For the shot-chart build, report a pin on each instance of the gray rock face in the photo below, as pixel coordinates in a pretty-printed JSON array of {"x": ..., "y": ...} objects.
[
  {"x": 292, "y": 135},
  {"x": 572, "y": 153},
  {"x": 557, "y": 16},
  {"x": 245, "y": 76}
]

**Problem statement:** Make an exact copy of the listing shown above.

**Answer to this task:**
For the shot-chart build, report a pin on each instance of the gray rock face in the photo below, as pixel coordinates in a pretty-printed JSON array of {"x": ..., "y": ...} objects.
[
  {"x": 292, "y": 135},
  {"x": 572, "y": 153},
  {"x": 557, "y": 16},
  {"x": 245, "y": 76}
]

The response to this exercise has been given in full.